## Your task
All the data should come back exactly as it was given.

## Data provided

..........

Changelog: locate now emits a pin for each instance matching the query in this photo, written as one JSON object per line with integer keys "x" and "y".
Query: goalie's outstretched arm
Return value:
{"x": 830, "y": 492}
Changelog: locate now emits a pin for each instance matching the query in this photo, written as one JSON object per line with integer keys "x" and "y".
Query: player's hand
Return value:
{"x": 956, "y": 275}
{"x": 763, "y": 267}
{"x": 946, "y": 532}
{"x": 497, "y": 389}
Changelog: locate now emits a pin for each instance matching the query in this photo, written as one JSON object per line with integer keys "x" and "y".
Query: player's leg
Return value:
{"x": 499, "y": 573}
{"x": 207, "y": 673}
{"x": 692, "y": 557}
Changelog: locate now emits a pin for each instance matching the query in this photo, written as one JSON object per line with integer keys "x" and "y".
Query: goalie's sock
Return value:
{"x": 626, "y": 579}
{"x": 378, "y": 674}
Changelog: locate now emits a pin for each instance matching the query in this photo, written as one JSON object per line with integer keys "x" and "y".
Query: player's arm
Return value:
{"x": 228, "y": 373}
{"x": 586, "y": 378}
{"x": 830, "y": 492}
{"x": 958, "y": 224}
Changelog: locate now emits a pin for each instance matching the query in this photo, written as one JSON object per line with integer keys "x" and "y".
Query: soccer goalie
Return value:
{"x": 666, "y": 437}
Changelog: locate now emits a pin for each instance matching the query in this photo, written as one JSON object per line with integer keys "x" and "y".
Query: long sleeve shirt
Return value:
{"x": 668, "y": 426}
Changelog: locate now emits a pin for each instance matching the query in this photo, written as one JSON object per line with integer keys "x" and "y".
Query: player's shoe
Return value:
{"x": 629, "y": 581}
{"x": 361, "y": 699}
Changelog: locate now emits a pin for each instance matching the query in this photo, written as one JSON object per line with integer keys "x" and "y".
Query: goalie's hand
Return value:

..........

## Result of the task
Changelog: locate now emits a pin for each instance matching the query in this photo, written as one JSON object per line with integer keys "x" and "y".
Query: goalie's outstretched arm
Return value:
{"x": 830, "y": 492}
Changelog: locate now emits a pin for each instance matching the query in this photo, written as one JSON object per line with integer keys "x" and "y".
Query: player's hand
Return value:
{"x": 956, "y": 275}
{"x": 763, "y": 267}
{"x": 946, "y": 532}
{"x": 497, "y": 389}
Changelog: locate now emits a pin for each instance matching the query in this photo, written as one JSON object per line with integer keys "x" and "y".
Query: player's leg
Return value:
{"x": 499, "y": 573}
{"x": 207, "y": 673}
{"x": 692, "y": 557}
Changelog: locate now emits a pin for each instance matching the query in this photo, written as one JSON object per line with integer keys "x" and "y".
Query: goalie's sock
Return value:
{"x": 626, "y": 579}
{"x": 378, "y": 674}
Changelog: locate now emits a pin for each instance matching the query in this photo, written as one JSON object per line with integer keys "x" and "y".
Query: player's arm
Return value:
{"x": 228, "y": 373}
{"x": 586, "y": 378}
{"x": 830, "y": 492}
{"x": 958, "y": 224}
Changelog: locate now emits a pin for each instance matching the query in this photo, written as one JSON object per line with integer keys "x" and "y".
Query: soccer goalie
Return value:
{"x": 666, "y": 437}
Changelog: locate now emits a pin for each instance matching the query in this photo, written as one JSON object per line with integer keys "x" and "y".
Query: long sleeve shirt
Return value:
{"x": 668, "y": 426}
Changelog: locate now emits a pin for each instance matching the query in this photo, written as one JSON object per line with integer keys "x" and "y".
Query: player's shoe
Return value:
{"x": 629, "y": 581}
{"x": 361, "y": 699}
Changelog: locate now emits a pin for each instance matching the query in this photo, written as one JSON object per line with integer keys "x" and "y".
Query: goalie's hand
Return value:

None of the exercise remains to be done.